Enunciado 1
Segundo o texto sobre Eury Donavio, em que cidade ele nasceu?
Enunciado 2
Reproduza, do texto sobre Eury Donavio, o trecho que vai de "Entrevista com Eury" até "de um método.".

Trecho fornecido
Fiados na esquina do céu com o inferno

Entrevista com Eury Donavio – Fiados na esquina do céu com o inferno |

Por Geórgia Alves

Eury Donavio, nascido na cidade de Floresta do Navio, sertão pernambucano, desde menino assentou terreno no Recife, e hoje mora entre um dos melhores bairros, senão o mais literário, no sentido da história e da estética de suas praças e logradouros históricos, da Zona Norte da cidade. Enquanto estudante do colégio São Bento, que fica mesmo é em Olinda, fez, em silêncio, do seu grande projeto de vida objeto de um método.

Formado em Engenharia, Eury começou colecionando frases, expressões que ouvia na infância nas idas e vindas ao interior. Repare que é difícil encontrar parelha para o povo nordestino em matéria de ditado popular, frase de efeito e oração recheada de sabedoria. Entre as melhores que encontrei no livro, há esta a “la Raskonikov”, bem dostoievskiana: “Na terra, só existe castigo pra quem é descoberto, e ninguém vai pro inferno porque matou o cão” (DONAVIO, Eury, Fiados na esquina do céu com o inferno, pág. 94).

Dados registrados

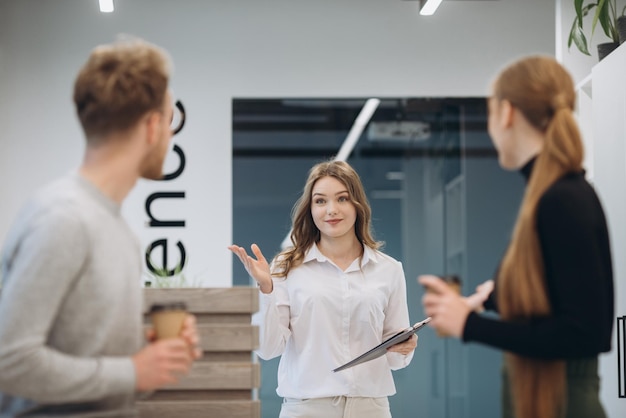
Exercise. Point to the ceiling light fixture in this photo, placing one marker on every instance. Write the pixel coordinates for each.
(428, 7)
(106, 6)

Resposta correta 1
Em Floresta do Navio, no sertão pernambucano.

Resposta correta 2
Entrevista com Eury Donavio – Fiados na esquina do céu com o inferno |

Por Geórgia Alves

Eury Donavio, nascido na cidade de Floresta do Navio, sertão pernambucano, desde menino assentou terreno no Recife, e hoje mora entre um dos melhores bairros, senão o mais literário, no sentido da história e da estética de suas praças e logradouros históricos, da Zona Norte da cidade. Enquanto estudante do colégio São Bento, que fica mesmo é em Olinda, fez, em silêncio, do seu grande projeto de vida objeto de um método.